>> START

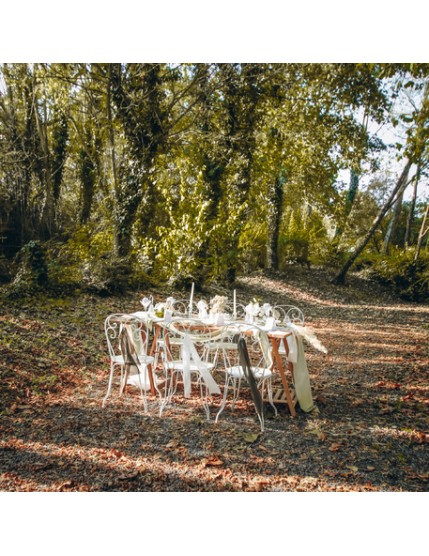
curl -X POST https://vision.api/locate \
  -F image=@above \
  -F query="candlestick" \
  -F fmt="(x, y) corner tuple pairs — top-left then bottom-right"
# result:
(189, 282), (195, 316)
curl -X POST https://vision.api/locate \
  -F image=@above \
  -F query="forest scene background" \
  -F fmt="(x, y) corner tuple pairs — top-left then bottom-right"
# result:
(0, 63), (429, 301)
(0, 0), (429, 555)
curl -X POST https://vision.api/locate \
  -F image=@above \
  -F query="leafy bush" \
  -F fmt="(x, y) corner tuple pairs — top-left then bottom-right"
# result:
(367, 249), (429, 301)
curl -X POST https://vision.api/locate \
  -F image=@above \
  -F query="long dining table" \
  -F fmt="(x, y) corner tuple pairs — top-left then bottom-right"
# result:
(132, 311), (314, 417)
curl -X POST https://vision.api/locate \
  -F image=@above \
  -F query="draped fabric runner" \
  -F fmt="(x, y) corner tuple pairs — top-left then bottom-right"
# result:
(182, 334), (220, 398)
(286, 323), (326, 413)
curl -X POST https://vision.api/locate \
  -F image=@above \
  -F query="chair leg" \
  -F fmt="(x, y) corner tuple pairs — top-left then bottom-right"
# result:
(101, 363), (117, 408)
(261, 377), (277, 417)
(215, 375), (230, 423)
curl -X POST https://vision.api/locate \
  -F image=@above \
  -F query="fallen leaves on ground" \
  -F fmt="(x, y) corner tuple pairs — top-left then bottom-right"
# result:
(0, 267), (429, 492)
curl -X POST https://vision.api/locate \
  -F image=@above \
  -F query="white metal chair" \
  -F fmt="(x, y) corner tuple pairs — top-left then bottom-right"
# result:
(102, 313), (156, 411)
(160, 318), (232, 419)
(273, 305), (305, 355)
(215, 324), (277, 431)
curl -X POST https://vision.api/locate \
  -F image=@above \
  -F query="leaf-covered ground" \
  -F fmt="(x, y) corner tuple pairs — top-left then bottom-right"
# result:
(0, 267), (429, 492)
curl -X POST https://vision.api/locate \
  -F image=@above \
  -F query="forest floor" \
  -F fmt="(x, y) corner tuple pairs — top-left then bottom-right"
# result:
(0, 266), (429, 492)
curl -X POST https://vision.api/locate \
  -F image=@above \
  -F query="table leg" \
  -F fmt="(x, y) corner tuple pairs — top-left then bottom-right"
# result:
(271, 338), (296, 417)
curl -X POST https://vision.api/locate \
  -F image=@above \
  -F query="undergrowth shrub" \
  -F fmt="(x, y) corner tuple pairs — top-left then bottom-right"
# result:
(366, 249), (429, 302)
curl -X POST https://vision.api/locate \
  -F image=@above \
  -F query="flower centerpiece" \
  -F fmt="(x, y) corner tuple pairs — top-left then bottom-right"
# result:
(244, 299), (261, 323)
(210, 295), (228, 315)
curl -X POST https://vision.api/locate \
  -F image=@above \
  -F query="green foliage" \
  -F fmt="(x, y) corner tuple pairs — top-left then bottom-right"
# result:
(11, 241), (48, 296)
(365, 249), (429, 302)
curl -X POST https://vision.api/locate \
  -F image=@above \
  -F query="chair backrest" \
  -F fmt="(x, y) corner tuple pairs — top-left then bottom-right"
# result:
(104, 313), (149, 363)
(227, 324), (273, 369)
(273, 305), (305, 326)
(173, 299), (198, 317)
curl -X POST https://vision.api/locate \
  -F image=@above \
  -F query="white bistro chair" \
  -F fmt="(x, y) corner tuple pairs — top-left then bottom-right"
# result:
(102, 313), (156, 411)
(215, 324), (277, 431)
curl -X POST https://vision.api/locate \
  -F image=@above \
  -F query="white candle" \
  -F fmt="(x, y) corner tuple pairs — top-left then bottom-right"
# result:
(189, 282), (195, 316)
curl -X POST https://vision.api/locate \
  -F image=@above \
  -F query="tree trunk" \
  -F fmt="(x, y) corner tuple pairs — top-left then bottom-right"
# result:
(267, 176), (285, 270)
(333, 160), (412, 284)
(383, 192), (404, 255)
(414, 203), (429, 261)
(404, 164), (420, 247)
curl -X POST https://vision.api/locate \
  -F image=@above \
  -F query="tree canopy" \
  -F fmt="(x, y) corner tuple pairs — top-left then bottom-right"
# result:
(0, 63), (429, 297)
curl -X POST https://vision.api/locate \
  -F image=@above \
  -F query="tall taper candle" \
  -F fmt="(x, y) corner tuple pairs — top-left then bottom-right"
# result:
(233, 290), (237, 318)
(189, 282), (195, 316)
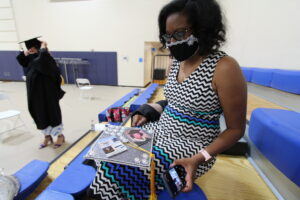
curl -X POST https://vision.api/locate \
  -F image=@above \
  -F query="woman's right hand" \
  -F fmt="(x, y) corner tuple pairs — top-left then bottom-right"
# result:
(131, 114), (147, 127)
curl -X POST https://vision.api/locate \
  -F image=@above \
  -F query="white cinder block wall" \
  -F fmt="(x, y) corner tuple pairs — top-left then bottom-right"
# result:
(0, 0), (300, 86)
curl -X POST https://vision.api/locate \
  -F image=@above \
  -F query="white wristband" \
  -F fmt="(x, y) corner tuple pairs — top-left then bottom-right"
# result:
(200, 149), (211, 162)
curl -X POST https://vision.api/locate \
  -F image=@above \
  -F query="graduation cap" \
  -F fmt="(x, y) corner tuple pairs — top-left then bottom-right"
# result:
(19, 36), (42, 49)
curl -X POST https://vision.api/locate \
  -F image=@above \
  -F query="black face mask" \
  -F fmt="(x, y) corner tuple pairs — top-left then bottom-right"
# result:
(166, 35), (199, 62)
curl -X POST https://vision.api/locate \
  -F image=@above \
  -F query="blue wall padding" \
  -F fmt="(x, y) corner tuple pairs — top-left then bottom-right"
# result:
(157, 183), (207, 200)
(251, 68), (276, 87)
(98, 89), (140, 122)
(271, 70), (300, 94)
(249, 108), (300, 187)
(241, 67), (253, 82)
(130, 83), (158, 112)
(14, 160), (49, 200)
(35, 190), (74, 200)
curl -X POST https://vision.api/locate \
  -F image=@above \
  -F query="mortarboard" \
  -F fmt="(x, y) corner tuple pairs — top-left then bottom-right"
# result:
(19, 36), (42, 49)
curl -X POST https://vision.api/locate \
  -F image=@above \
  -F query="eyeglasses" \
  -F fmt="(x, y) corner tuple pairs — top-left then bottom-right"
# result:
(162, 28), (191, 43)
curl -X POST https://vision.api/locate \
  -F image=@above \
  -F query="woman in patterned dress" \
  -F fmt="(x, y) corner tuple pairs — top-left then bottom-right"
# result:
(90, 0), (247, 200)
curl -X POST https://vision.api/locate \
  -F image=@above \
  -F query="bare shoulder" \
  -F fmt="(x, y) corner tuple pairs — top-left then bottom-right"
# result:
(213, 56), (244, 88)
(216, 56), (240, 73)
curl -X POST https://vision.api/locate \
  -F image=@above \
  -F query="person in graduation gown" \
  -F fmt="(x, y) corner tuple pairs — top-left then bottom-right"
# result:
(17, 38), (65, 148)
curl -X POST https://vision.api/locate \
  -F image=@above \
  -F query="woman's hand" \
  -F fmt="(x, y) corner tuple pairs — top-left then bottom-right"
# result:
(170, 154), (204, 192)
(131, 114), (147, 126)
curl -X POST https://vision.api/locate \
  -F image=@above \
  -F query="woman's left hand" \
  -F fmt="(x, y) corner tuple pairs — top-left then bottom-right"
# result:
(170, 157), (204, 192)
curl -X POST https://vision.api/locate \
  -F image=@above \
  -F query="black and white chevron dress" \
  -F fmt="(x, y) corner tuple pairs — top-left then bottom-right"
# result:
(90, 52), (226, 200)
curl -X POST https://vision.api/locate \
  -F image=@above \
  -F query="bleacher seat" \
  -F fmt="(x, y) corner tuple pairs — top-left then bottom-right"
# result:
(48, 147), (96, 197)
(14, 160), (49, 200)
(35, 190), (74, 200)
(48, 168), (96, 196)
(271, 70), (300, 94)
(130, 83), (158, 112)
(98, 89), (140, 122)
(249, 108), (300, 187)
(251, 68), (277, 87)
(158, 183), (207, 200)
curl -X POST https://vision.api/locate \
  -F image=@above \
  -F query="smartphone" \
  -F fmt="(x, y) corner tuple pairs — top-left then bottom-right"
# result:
(163, 165), (186, 198)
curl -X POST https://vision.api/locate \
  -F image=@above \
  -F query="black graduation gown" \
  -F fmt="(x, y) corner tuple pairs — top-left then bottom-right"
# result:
(17, 49), (65, 130)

>> END

List every line of the records above that contains the string "forest", matching case exactly.

_EXPECTED ANSWER_
  -F query="forest scene background" \
  -F query="forest floor" \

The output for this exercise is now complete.